*TEXT:*
::::::::::
Skip to content
This repository has been archived by the owner on Mar 30, 2022. It is now read-only.

500 error when converting PDF #46

Closed
tamlyn opened this issue May 16, 2018 · 11 comments
Closed

500 error when converting PDF #46

tamlyn opened this issue May 16, 2018 · 11 comments

Comments

@tamlyn
Copy link

tamlyn commented May 16, 2018

Steps to reproduce

  • Delete all Docker containers docker rm $(docker ps -aq)
  • Delete all Docker images docker rmi $(docker images -q)
  • Clone repo git clone https://github.com/elifesciences/sciencebeam.git
  • Start containers docker-compose up
  • Download sample PDF curl "https://elifesciences.org/download/aHR0cHM6Ly9jZG4uZWxpZmVzY2llbmNlcy5vcmcvYXJ0aWNsZXMvMzI2NzEvZWxpZmUtMzI2NzEtdjIucGRm/elife-32671-v2.pdf?_hash=nrG1HRdFl4DZPdYxrP0OOJfOcyNJrkWHhR5HiBe0O4M%3D" > elife-32671-v2.pdf
  • Send PDF to ScienceBeam curl -XPOST --data-binary @elife-32671-v2.pdf -v -H "content-type: application/octet-stream" http://localhost:8075/api/convert\?filename=elife-32671-v2.pdf

Expected

Returns JATS XML

Actual

Sometimes it returns the JATS but sometimes it returns a HTTP 500 error. Usually the first request after starting the container succeeds and the second one fails but this is not entirely consistent.

ScienceBeam logs for failed request
sciencebeam_1  | DEBUG:sciencebeam.server.blueprints.api:processing file: elife-32671-v2.pdf (6429323 bytes, type "application/pdf")
sciencebeam_1  | DEBUG:sciencebeam.pipeline_runners.simple_pipeline_runner:skipping step (type "application/pdf" not supported): DOC to PDF
sciencebeam_1  | DEBUG:sciencebeam.pipeline_runners.simple_pipeline_runner:executing step (with type "application/pdf"): Convert to TEI
sciencebeam_1  | INFO:sciencebeam.transformers.grobid_service:processing: elife-32671-v2.pdf (6429323) - http://grobid:8070/api/processFulltextDocument
sciencebeam_1  | DEBUG:urllib3.connectionpool:Starting new HTTP connection (1): grobid
grobid_1       | INFO  [2018-05-16 14:10:15,878] org.grobid.core.factory.GrobidPoolingFactory: Number of Engines in pool active/max: 1/10
grobid_1       | ERROR [2018-05-16 14:10:17,516] org.grobid.core.process.ProcessPdf2Xml: pdftoxml process finished with error code: 137. [/opt/grobid/grobid-home/pdf2xml/lin-64/pdftoxml_server, -blocks, -noImageInline, -fullFontName, -noImage, -annotation, /opt/grobid/grobid-home/tmp/origin2492405599912754936.pdf, /opt/grobid/grobid-home/tmp/JQ3qaXQRd7.lxml]
grobid_1       | ERROR [2018-05-16 14:10:17,516] org.grobid.core.process.ProcessPdf2Xml: pdftoxml return message:
grobid_1       |
grobid_1       | 172.18.0.3 - - [16/May/2018:14:10:17 +0000] "POST /api/processFulltextDocument HTTP/1.1" 400 208 "-" "python-requests/2.18.4" 1796
sciencebeam_1  | DEBUG:urllib3.connectionpool:http://grobid:8070 "POST /api/processFulltextDocument HTTP/1.1" 400 208
sciencebeam_1  | [2018-05-16 14:10:17,572] ERROR in app: Exception on /api/convert [POST]
sciencebeam_1  | Traceback (most recent call last):
sciencebeam_1  |   File "/srv/sciencebeam/venv/lib/python2.7/site-packages/flask/app.py", line 1982, in wsgi_app
sciencebeam_1  |     response = self.full_dispatch_request()
::::::::::
*EXERCISE INPUT:*
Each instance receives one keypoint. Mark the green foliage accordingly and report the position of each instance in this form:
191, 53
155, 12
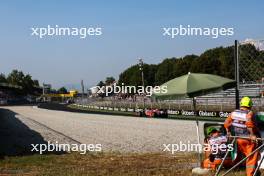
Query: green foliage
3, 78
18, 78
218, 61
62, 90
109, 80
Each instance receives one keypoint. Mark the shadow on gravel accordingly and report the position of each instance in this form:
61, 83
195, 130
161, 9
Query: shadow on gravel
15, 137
::::::::::
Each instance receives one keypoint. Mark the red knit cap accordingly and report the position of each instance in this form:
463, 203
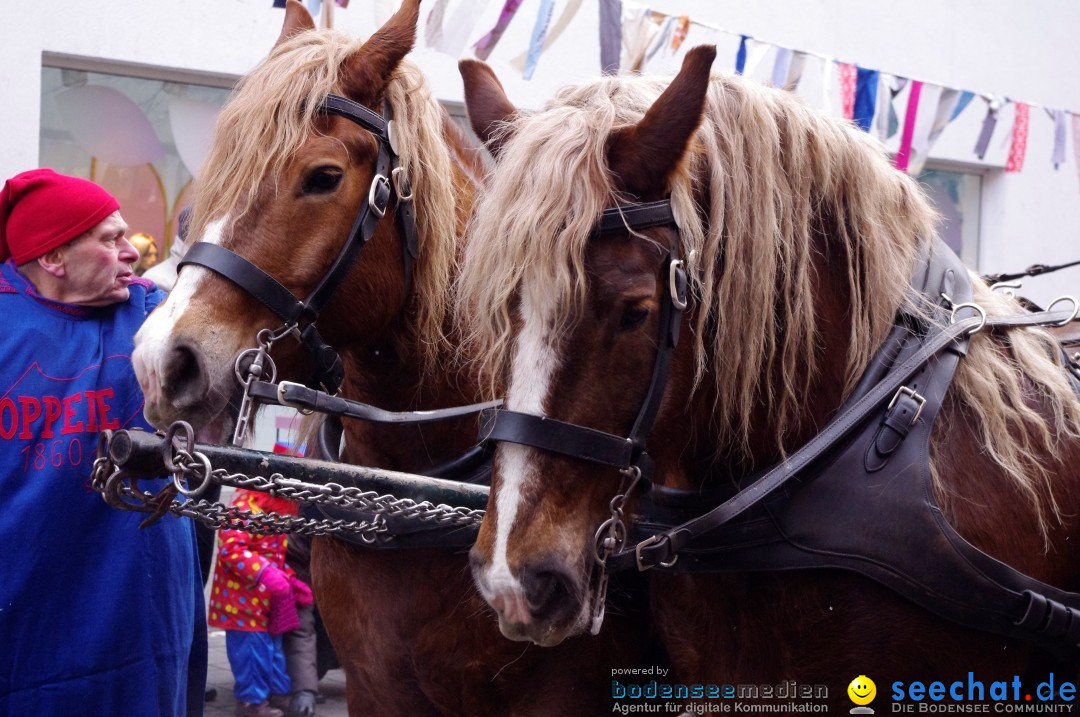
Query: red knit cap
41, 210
::::::::::
*WHAT IS ASKED:*
**A)** Please extract each line of the rows that contains the word "foliage".
**B)** Carry on the PDF conversion issue from the point where it stops.
The PDF conversion issue and the rows come from separate sources.

*ANSWERS FOR THE TASKS:*
**A)**
Each instance receives one keypoint. Mark the green foliage accordingly and report the position of each instance in this form:
Query: green foliage

**B)**
sciencebeam_1  |   File "/srv/sciencebeam/venv/lib/python2.7/site-packages/flask/app.py", line 1614, in full_dispatch_request
sciencebeam_1  |     rv = self.handle_user_exception(e)
sciencebeam_1  |   File "/srv/sciencebeam/venv/lib/python2.7/site-packages/flask_cors/extension.py", line 161, in wrapped_function
sciencebeam_1  |     return cors_after_request(app.make_response(f(*args, **kwargs)))
sciencebeam_1  |   File "/srv/sciencebeam/venv/lib/python2.7/site-packages/flask/app.py", line 1517, in handle_user_exception
sciencebeam_1  |     reraise(exc_type, exc_value, tb)
sciencebeam_1  |   File "/srv/sciencebeam/venv/lib/python2.7/site-packages/flask/app.py", line 1612, in full_dispatch_request
sciencebeam_1  |     rv = self.dispatch_request()
sciencebeam_1  |   File "/srv/sciencebeam/venv/lib/python2.7/site-packages/flask/app.py", line 1598, in dispatch_request
sciencebeam_1  |     return self.view_functions[rule.endpoint](**req.view_args)
sciencebeam_1  |   File "sciencebeam/server/blueprints/api.py", line 70, in _convert
sciencebeam_1  |     content=content, filename=filename, data_type=data_type
sciencebeam_1  |   File "sciencebeam/pipeline_runners/simple_pipeline_runner.py", line 42, in convert
sciencebeam_1  |     current_item = step(current_item)
sciencebeam_1  |   File "sciencebeam/pipelines/__init__.py", line 53, in __call__
sciencebeam_1  |     return self.fn(data)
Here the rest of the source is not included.